— Task objective —
Beginning with the line that holds "target | gravel road" in the data below, give again every line through the one that holds "task | identify every instance of the grassy", exactly as written.

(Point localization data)
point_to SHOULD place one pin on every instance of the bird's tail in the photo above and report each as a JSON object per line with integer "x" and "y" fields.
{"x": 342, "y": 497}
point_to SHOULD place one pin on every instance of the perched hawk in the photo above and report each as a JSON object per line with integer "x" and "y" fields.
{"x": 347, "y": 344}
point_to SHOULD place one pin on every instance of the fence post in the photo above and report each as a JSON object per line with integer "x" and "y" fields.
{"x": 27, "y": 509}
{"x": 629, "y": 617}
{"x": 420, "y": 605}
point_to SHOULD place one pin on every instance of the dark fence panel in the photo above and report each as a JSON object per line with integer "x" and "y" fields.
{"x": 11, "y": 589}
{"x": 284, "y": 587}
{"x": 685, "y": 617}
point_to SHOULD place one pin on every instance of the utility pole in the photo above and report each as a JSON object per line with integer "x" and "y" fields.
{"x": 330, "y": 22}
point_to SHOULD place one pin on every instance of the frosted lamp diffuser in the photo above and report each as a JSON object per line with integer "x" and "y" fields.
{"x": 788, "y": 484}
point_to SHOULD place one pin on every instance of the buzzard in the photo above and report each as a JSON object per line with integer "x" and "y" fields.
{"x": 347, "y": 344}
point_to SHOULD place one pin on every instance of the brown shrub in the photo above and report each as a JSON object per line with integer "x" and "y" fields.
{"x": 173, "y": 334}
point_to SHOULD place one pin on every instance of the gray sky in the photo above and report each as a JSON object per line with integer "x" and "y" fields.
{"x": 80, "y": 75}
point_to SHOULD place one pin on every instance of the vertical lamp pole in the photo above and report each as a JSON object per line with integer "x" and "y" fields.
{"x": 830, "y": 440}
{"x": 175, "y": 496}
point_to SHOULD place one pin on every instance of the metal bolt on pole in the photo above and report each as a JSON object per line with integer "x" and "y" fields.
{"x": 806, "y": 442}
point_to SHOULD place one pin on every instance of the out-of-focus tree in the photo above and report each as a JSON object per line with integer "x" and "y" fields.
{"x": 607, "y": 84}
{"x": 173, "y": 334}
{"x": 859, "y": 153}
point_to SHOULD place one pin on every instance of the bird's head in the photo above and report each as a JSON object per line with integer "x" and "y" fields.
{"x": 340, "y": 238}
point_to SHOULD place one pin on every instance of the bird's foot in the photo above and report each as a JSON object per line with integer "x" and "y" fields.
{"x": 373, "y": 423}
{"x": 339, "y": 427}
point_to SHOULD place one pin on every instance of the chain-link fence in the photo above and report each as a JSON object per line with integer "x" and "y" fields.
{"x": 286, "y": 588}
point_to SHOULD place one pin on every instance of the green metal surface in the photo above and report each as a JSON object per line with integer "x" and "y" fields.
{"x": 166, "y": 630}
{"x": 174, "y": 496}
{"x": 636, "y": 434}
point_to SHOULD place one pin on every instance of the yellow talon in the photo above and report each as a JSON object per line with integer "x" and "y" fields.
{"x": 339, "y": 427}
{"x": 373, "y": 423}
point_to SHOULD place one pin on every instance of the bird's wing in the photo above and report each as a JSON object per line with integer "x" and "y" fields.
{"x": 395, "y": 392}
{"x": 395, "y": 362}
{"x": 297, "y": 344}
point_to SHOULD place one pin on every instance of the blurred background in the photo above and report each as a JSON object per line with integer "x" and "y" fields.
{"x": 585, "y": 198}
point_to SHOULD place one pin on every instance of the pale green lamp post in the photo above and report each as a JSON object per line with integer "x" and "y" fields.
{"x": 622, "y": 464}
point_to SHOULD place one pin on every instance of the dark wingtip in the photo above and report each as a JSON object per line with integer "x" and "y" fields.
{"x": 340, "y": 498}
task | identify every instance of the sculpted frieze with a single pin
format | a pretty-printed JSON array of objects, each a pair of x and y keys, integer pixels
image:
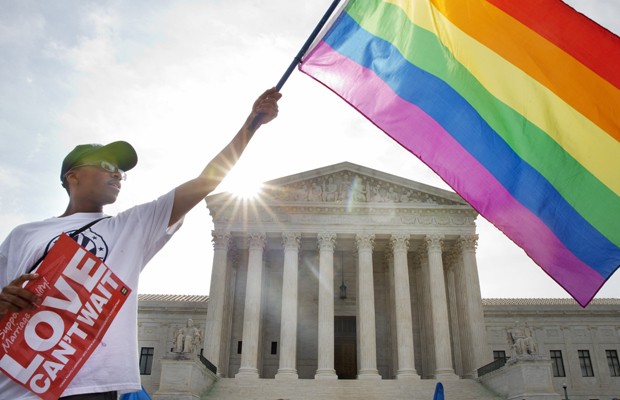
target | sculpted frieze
[{"x": 349, "y": 188}]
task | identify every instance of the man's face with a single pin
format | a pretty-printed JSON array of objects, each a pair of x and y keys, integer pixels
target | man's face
[{"x": 94, "y": 183}]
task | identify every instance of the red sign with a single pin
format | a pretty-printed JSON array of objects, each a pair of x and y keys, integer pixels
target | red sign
[{"x": 44, "y": 349}]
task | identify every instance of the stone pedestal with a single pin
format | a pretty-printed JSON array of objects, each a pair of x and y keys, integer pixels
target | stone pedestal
[
  {"x": 183, "y": 379},
  {"x": 523, "y": 378}
]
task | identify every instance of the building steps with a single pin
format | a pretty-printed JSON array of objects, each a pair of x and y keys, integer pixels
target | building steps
[{"x": 311, "y": 389}]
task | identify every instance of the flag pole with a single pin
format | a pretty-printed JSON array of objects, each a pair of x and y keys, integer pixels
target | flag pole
[{"x": 298, "y": 57}]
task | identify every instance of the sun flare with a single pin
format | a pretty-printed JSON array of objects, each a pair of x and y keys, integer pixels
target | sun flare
[{"x": 243, "y": 186}]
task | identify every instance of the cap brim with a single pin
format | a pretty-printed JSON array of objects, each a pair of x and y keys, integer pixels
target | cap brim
[{"x": 121, "y": 152}]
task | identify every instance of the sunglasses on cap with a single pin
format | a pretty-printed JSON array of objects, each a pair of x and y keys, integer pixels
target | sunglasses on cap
[{"x": 105, "y": 165}]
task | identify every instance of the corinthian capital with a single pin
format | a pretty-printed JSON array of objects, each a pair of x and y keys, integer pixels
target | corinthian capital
[
  {"x": 257, "y": 240},
  {"x": 434, "y": 242},
  {"x": 291, "y": 239},
  {"x": 468, "y": 242},
  {"x": 365, "y": 241},
  {"x": 327, "y": 240},
  {"x": 220, "y": 239},
  {"x": 399, "y": 242}
]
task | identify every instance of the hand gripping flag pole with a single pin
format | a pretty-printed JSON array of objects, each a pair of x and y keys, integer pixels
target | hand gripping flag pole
[{"x": 257, "y": 119}]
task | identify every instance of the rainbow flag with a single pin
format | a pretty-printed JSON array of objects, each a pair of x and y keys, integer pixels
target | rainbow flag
[{"x": 515, "y": 104}]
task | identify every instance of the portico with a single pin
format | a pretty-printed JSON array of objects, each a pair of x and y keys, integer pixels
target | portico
[{"x": 404, "y": 251}]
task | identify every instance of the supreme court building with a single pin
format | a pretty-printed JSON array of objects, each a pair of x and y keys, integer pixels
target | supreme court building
[{"x": 346, "y": 273}]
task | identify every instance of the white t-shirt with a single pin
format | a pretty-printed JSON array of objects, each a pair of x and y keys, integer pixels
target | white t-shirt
[{"x": 125, "y": 243}]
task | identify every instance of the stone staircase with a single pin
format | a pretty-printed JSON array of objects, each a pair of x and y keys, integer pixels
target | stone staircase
[{"x": 311, "y": 389}]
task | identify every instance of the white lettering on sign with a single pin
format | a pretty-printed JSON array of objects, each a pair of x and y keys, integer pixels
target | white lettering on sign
[{"x": 46, "y": 329}]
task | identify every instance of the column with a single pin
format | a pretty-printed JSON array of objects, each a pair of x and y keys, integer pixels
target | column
[
  {"x": 452, "y": 262},
  {"x": 479, "y": 353},
  {"x": 402, "y": 298},
  {"x": 427, "y": 340},
  {"x": 366, "y": 307},
  {"x": 325, "y": 370},
  {"x": 288, "y": 325},
  {"x": 251, "y": 313},
  {"x": 439, "y": 309},
  {"x": 217, "y": 296}
]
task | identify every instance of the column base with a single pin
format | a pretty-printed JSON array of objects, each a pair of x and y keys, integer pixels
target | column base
[
  {"x": 247, "y": 373},
  {"x": 287, "y": 373},
  {"x": 372, "y": 374},
  {"x": 325, "y": 374},
  {"x": 407, "y": 374}
]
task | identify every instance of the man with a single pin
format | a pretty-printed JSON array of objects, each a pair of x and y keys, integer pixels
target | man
[{"x": 92, "y": 176}]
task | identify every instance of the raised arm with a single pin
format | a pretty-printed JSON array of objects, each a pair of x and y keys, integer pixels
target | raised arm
[{"x": 192, "y": 192}]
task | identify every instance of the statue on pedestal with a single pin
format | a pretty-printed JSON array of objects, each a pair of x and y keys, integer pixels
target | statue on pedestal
[
  {"x": 188, "y": 339},
  {"x": 521, "y": 341}
]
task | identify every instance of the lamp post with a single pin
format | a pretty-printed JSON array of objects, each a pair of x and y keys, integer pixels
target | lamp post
[
  {"x": 343, "y": 287},
  {"x": 565, "y": 393}
]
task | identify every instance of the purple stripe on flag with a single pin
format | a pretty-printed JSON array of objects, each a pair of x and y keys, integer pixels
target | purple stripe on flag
[{"x": 424, "y": 137}]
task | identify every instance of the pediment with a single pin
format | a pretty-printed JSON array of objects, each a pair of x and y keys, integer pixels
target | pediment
[{"x": 348, "y": 183}]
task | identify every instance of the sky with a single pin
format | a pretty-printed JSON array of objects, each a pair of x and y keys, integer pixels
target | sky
[{"x": 177, "y": 79}]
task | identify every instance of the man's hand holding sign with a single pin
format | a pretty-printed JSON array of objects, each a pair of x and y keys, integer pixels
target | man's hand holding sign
[
  {"x": 43, "y": 349},
  {"x": 51, "y": 334}
]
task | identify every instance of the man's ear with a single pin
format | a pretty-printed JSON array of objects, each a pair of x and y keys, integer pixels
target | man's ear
[{"x": 70, "y": 179}]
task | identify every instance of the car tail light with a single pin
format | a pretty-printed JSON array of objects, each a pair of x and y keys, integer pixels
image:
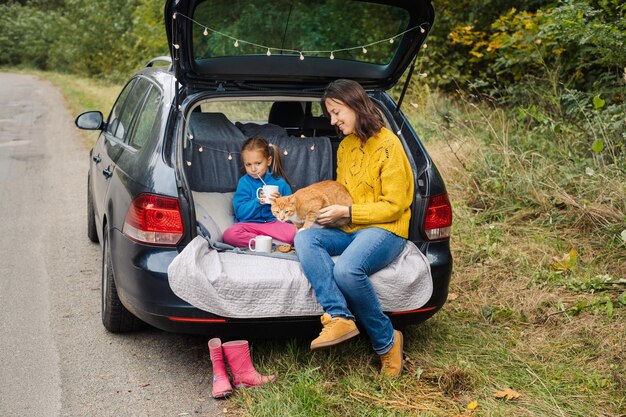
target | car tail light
[
  {"x": 154, "y": 219},
  {"x": 438, "y": 221}
]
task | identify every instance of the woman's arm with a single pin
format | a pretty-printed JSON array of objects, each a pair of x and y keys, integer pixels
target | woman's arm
[{"x": 396, "y": 190}]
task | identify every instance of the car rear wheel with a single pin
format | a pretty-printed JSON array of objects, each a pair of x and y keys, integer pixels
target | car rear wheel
[
  {"x": 92, "y": 231},
  {"x": 115, "y": 317}
]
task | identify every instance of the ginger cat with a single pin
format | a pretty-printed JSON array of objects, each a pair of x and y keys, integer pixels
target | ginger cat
[{"x": 303, "y": 206}]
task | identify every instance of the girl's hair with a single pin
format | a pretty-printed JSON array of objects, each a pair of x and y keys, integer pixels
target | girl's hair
[
  {"x": 368, "y": 119},
  {"x": 259, "y": 143}
]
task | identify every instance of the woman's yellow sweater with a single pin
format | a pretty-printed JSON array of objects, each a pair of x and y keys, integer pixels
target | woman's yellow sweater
[{"x": 380, "y": 180}]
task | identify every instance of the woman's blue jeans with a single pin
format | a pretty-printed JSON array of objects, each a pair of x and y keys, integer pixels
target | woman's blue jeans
[{"x": 343, "y": 288}]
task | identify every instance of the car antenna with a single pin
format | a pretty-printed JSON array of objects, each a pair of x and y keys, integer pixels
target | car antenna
[{"x": 406, "y": 84}]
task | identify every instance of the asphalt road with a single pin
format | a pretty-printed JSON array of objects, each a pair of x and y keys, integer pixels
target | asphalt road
[{"x": 56, "y": 358}]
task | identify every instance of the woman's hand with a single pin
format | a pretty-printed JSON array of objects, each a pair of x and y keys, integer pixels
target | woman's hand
[{"x": 331, "y": 214}]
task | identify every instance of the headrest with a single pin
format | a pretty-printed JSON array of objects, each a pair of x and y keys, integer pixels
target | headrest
[
  {"x": 288, "y": 114},
  {"x": 213, "y": 155}
]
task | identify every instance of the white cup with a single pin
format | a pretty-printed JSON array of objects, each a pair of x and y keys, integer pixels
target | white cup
[
  {"x": 261, "y": 244},
  {"x": 268, "y": 190}
]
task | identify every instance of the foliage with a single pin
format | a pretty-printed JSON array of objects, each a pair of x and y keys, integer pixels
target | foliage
[{"x": 26, "y": 35}]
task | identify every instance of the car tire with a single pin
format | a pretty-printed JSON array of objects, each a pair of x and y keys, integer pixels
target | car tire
[
  {"x": 115, "y": 317},
  {"x": 92, "y": 231}
]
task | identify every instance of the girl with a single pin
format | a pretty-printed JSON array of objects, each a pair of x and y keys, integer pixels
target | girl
[
  {"x": 252, "y": 218},
  {"x": 373, "y": 166}
]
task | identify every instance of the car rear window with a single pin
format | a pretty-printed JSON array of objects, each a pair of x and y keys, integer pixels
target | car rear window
[{"x": 349, "y": 30}]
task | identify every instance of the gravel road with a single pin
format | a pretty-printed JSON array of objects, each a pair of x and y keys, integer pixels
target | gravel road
[{"x": 56, "y": 358}]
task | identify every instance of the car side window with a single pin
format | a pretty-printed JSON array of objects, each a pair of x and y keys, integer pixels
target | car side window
[
  {"x": 133, "y": 101},
  {"x": 114, "y": 117},
  {"x": 146, "y": 118}
]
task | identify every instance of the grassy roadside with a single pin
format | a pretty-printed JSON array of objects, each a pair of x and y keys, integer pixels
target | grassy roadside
[
  {"x": 81, "y": 94},
  {"x": 552, "y": 330}
]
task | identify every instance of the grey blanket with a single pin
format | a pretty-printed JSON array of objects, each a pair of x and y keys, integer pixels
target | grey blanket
[{"x": 243, "y": 286}]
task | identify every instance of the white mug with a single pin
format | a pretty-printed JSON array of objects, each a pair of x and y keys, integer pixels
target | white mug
[
  {"x": 268, "y": 190},
  {"x": 261, "y": 244}
]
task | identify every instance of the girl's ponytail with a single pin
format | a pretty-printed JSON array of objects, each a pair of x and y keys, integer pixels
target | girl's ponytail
[{"x": 277, "y": 166}]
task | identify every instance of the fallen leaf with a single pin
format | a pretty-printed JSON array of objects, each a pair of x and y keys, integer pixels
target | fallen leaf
[
  {"x": 564, "y": 263},
  {"x": 507, "y": 394}
]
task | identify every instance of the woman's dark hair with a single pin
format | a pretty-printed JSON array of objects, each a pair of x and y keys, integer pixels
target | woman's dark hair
[
  {"x": 259, "y": 143},
  {"x": 368, "y": 119}
]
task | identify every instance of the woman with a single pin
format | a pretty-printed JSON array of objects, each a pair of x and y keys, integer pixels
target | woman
[{"x": 373, "y": 166}]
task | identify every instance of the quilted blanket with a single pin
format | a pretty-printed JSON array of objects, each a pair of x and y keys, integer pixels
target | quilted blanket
[{"x": 239, "y": 285}]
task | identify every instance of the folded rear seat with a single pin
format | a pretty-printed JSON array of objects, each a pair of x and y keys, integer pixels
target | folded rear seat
[{"x": 215, "y": 157}]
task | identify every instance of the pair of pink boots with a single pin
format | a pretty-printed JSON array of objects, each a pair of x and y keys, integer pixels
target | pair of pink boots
[{"x": 237, "y": 355}]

— Reply —
target | gravel road
[{"x": 56, "y": 358}]
task | identify every instance of the car side window with a single pin
format | a pretty-printed JSON array of objects, each a pair of x and y keys, integer pixels
target | car side window
[
  {"x": 133, "y": 101},
  {"x": 114, "y": 117},
  {"x": 146, "y": 118}
]
task | identify every instance of the grassy roadside with a single pin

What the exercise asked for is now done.